▶ [Insieme di dati]:
<<<<

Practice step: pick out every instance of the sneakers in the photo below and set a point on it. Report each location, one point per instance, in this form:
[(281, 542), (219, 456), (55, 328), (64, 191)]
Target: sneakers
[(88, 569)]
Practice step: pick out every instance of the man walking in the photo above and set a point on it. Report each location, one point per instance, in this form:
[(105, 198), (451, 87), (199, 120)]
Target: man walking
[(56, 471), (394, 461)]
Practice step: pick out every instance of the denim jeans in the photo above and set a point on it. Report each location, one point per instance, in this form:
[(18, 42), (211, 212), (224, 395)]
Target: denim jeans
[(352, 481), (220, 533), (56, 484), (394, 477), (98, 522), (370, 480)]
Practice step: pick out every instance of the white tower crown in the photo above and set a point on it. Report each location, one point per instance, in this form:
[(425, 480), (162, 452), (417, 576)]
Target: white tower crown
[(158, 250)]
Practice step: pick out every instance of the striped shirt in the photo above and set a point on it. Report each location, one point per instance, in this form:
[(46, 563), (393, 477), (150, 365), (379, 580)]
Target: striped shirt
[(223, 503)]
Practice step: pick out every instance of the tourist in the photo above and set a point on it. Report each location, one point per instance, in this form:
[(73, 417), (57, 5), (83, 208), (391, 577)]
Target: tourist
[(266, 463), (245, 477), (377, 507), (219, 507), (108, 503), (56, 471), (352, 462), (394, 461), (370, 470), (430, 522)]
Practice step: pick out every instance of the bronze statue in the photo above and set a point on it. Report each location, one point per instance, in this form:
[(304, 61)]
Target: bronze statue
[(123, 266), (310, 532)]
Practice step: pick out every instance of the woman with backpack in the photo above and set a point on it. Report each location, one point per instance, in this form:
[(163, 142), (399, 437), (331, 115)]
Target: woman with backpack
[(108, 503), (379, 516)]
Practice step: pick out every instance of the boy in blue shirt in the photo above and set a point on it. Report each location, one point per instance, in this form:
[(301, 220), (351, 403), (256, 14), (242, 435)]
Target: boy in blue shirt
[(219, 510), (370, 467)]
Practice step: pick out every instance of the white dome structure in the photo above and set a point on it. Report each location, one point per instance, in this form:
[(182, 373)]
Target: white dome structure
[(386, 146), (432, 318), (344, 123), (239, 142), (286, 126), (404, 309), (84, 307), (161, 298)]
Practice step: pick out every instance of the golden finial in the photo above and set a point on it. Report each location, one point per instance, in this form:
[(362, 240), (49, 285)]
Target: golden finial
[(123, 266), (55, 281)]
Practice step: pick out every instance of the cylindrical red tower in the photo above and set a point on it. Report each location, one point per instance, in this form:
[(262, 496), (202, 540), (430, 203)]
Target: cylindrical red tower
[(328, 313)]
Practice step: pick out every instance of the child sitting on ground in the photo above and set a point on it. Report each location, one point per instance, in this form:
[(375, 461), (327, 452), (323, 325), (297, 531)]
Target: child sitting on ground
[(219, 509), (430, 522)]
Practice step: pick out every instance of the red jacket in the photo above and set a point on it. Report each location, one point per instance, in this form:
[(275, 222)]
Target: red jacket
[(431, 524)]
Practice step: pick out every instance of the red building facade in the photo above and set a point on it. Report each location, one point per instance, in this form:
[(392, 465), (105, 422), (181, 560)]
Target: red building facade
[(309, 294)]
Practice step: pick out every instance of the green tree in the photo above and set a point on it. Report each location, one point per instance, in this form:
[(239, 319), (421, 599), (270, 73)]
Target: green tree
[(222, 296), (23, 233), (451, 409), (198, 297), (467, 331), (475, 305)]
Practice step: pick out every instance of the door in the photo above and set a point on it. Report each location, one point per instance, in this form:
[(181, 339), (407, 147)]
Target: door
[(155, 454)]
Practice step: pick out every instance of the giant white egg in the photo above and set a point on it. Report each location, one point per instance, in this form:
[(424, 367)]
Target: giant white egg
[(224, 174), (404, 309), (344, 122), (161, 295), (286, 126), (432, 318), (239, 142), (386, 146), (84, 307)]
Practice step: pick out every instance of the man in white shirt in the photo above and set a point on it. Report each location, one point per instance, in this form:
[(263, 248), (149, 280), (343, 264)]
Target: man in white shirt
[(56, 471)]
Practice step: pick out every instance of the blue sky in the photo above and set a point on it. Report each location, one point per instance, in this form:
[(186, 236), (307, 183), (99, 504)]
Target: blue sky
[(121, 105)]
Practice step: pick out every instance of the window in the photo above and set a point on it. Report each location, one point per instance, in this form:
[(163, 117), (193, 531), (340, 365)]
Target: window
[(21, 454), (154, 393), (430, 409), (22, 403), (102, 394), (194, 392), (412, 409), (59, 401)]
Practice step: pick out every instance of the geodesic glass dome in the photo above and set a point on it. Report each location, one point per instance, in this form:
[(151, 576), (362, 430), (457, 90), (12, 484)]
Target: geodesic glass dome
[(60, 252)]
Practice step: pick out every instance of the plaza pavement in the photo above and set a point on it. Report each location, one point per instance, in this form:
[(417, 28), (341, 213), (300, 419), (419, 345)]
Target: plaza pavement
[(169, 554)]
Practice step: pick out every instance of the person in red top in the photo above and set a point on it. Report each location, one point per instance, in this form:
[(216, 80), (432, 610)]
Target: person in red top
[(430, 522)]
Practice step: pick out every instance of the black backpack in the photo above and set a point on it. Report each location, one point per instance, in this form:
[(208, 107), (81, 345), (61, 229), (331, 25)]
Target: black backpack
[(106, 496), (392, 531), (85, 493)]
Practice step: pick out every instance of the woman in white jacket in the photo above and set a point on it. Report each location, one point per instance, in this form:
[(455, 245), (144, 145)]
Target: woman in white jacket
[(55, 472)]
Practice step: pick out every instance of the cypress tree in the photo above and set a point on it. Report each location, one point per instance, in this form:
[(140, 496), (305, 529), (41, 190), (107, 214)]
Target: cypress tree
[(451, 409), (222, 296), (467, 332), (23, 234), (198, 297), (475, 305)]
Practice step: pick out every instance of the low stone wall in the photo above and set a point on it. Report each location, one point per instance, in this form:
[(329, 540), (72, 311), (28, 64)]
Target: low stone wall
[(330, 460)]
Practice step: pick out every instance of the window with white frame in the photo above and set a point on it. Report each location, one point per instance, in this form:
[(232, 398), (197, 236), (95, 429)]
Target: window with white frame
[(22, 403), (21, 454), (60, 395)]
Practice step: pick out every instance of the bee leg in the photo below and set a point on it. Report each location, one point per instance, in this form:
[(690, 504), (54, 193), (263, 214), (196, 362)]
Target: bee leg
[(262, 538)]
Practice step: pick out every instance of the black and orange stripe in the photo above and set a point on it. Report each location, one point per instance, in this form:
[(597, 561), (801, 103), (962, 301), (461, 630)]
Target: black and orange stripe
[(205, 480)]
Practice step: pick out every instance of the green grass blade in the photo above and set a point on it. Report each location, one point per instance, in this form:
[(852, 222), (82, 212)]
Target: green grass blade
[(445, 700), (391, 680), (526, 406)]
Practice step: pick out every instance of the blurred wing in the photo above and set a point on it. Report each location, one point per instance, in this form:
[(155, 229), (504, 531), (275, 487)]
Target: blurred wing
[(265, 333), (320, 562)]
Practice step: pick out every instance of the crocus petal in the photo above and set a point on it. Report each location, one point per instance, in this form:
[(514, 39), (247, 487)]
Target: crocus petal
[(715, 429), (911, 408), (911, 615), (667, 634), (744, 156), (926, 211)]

>>>>

▶ [Esercizio da svolgere]: Modifica le voci qui sopra sostituendo ovunque "Practice step" con "Exercise step" e riporta ogni riga senza nessun altro cambiamento.

▶ [Soluzione svolta]:
Exercise step: pick out every instance of the sneakers in the photo below and set a point on it. Report each location, one point per instance, in this form:
[(281, 542), (219, 456), (55, 328), (64, 191)]
Target: sneakers
[(88, 569)]
Exercise step: pick out every instance of the man walking in the photo above and set a point on it. Report each location, one point per instance, in this form:
[(105, 198), (451, 87), (199, 120)]
Target: man walking
[(56, 471), (394, 461)]
Exercise step: pick out every instance of the denim jeans in the photo above and set a point on it. Report each location, one point per instance, in this form:
[(18, 42), (211, 212), (224, 395)]
Target: denim jeans
[(352, 481), (220, 533), (56, 484), (394, 477), (98, 522), (370, 480)]
Exercise step: pick out every instance of the white tower crown in the photo above and set a point on it. Report each location, one point per instance, in this form:
[(425, 480), (162, 452), (417, 576)]
Target: white tower crown
[(158, 250)]
Exercise step: pick out every instance of the striped shirt in the photo above and set a point on it. Report each location, one point per instance, in this form:
[(46, 563), (393, 477), (150, 365), (379, 580)]
Target: striped shirt
[(223, 503)]
Exercise step: pick out every instance of the tourist in the photo above and set a point on it. Report each location, one point per instance, in this form:
[(73, 417), (57, 5), (83, 208), (391, 577)]
Target: tourist
[(266, 463), (245, 477), (377, 507), (219, 507), (108, 503), (56, 471), (352, 462), (394, 461), (370, 470), (430, 522)]
Exercise step: pick out every instance of the bronze statue in the photo above and set a point on it. Report each location, one point per instance, in this form:
[(304, 61)]
Target: bronze statue
[(123, 266), (310, 532)]
Exercise step: pick out every instance of the woman with backpack in the photo above and set a point on it. Report each location, one point per instance, in this form:
[(163, 142), (399, 437), (331, 115)]
Target: woman with backpack
[(108, 503), (379, 516)]
Exercise step: pick out every instance of the boy in blue shirt in the photo above and set a point on it. Report each location, one point per instance, in this form:
[(301, 220), (351, 403), (256, 14), (242, 435)]
Target: boy in blue shirt
[(219, 510), (370, 467)]
Exercise step: pick out every instance of the white dome structure in the photo above and set a point on it. Report each location, one point per instance, in this form:
[(182, 373)]
Target: white dome structure
[(386, 146), (432, 318), (344, 123), (239, 142), (286, 126), (404, 309), (84, 307), (161, 298)]
Exercise step: pick out every instance of the golden finial in the photo above and set a point on it. Report each location, one point per instance, in this form:
[(362, 240), (49, 285)]
Target: golden finial
[(123, 266), (55, 281)]
Exercise step: pick out every instance of the cylindrical red tower in the photo above and set a point on it. Report each location, one point per instance, in this form:
[(262, 496), (202, 540), (430, 203)]
Target: cylindrical red tower
[(328, 313)]
Exercise step: pick out every instance of the child sitting on ground in the photo above and set a point on it. Report each location, one point per instance, in this form:
[(375, 461), (327, 452), (323, 325), (297, 531)]
Target: child sitting on ground
[(219, 509), (430, 522)]
Exercise step: pick out every instance of the red jacket in the photo above and set a point on it. Report each location, one point per instance, in this form:
[(275, 222)]
Target: red jacket
[(431, 524)]
Exercise step: pick out every instance of the red building facade in the photo above and set a point on it. Report each location, one point per instance, in this form:
[(392, 465), (105, 422), (181, 560)]
Target: red building facade
[(309, 294)]
Exercise step: pick out every instance of the green tree in the photo above and set a point on it. Report each location, one point per instance, in this form:
[(239, 319), (421, 599), (270, 73)]
Target: green tree
[(222, 296), (23, 233), (451, 409), (198, 297), (467, 331), (475, 305)]
Exercise step: pick out every instance of the door in the photo above and set a point on it. Report each location, one point per instance, in this form:
[(181, 339), (407, 147)]
Target: door
[(155, 454)]
Exercise step: pick out every instance of the giant white egg in the photo above and set a point on it. Report each location, one point per instance, in this form:
[(424, 367)]
Target: giant white egg
[(224, 174), (404, 309), (344, 122), (161, 295), (286, 126), (432, 318), (239, 142), (386, 146), (84, 307)]
Exercise step: pick out every instance of the man in white shirt in the photo above and set a point on it. Report each location, one point per instance, in this form:
[(263, 248), (149, 280), (343, 264)]
Target: man in white shirt
[(56, 471)]
Exercise step: pick out every instance of the blue sky in the photo above and set a point on it. Report each location, one point per instance, in this form:
[(186, 236), (307, 183), (99, 504)]
Target: blue sky
[(121, 105)]
Exercise step: pick out every instance of the window in the photo above and set a point on it. Report each location, one point per instance, in this form:
[(163, 117), (193, 531), (340, 365)]
Target: window
[(21, 454), (154, 393), (430, 409), (22, 403), (102, 394), (194, 392), (412, 409), (59, 401)]
Exercise step: pick out every instance of the geodesic glass dome in the photo above and set a point on it. Report each location, one point per instance, in this form:
[(151, 576), (362, 430), (457, 90), (12, 484)]
Target: geodesic glass dome
[(60, 252)]
Exercise step: pick out every instance of the plaza pavement in the photo above and set a point on it. Report each location, one point per instance, in this form:
[(417, 28), (341, 213), (300, 419), (419, 345)]
Target: plaza pavement
[(169, 554)]
Exercise step: pick out every instance of the person in red top in the photo above and set a point on it. Report each location, one point per instance, in this form:
[(216, 80), (432, 610)]
Target: person in red top
[(430, 522)]
Exercise step: pick out every instance of the black backpack in the photo above and set a point on it. Report each location, one point per instance, in this form:
[(208, 107), (81, 345), (61, 229), (331, 25)]
Target: black backpack
[(106, 496), (392, 531), (85, 493)]
Exercise step: pick out every instance of the woman in white jacket in the photo above and set a point on it. Report each location, one point per instance, in this form:
[(455, 245), (144, 145)]
Target: woman in white jacket
[(55, 472)]
Exercise step: pick out every instance of the cypress tree in the photo above and set a point on it. Report each location, one point per instance, in this form:
[(140, 496), (305, 529), (41, 190), (107, 214)]
Target: cypress tree
[(451, 409), (222, 296), (467, 332), (23, 234), (198, 297), (475, 305)]
Exercise step: pick out every instance of the low stone wall in the photo above and set a point on it. Report each location, one point per instance, in this form:
[(329, 540), (72, 311), (28, 64)]
Target: low stone wall
[(330, 460)]
Exercise step: pick out every instance of the window with white frame in the photo above and set a point on it. Report each location, one point per instance, in this form:
[(232, 398), (197, 236), (95, 429)]
Target: window with white frame
[(22, 403), (21, 454), (60, 395)]
Exercise step: pick out every instance of the bee leg in the photo below and set a point on it. Report each location, one point per instance, in this form:
[(690, 504), (54, 193), (263, 214), (196, 362)]
Target: bee leg
[(262, 538)]
Exercise step: pick out every instance of the black and orange stripe in the photo above and set a point on it. Report each location, one point per instance, in this form:
[(597, 561), (801, 103), (962, 301), (461, 630)]
Target: black and orange stripe
[(205, 480)]
Exercise step: pick out every instance of the green grass blade in the photo above and set a point on it. Report each location, one point per instance, in this form:
[(852, 222), (82, 212)]
Target: green grass blade
[(445, 700), (391, 680), (526, 406)]
Exercise step: pick out every instance of the blurred wing in the photo above and set a point on it. Report each location, one point per instance, in this form:
[(155, 229), (504, 531), (275, 487)]
Target: blurred wing
[(265, 333), (320, 562)]
Exercise step: pick out every instance of the crocus petal in the photo above and set a point on it. Report each location, one point per instance, in this form:
[(514, 39), (247, 487)]
Target: crocus petal
[(715, 429), (911, 408), (911, 615), (667, 634), (744, 156), (926, 211)]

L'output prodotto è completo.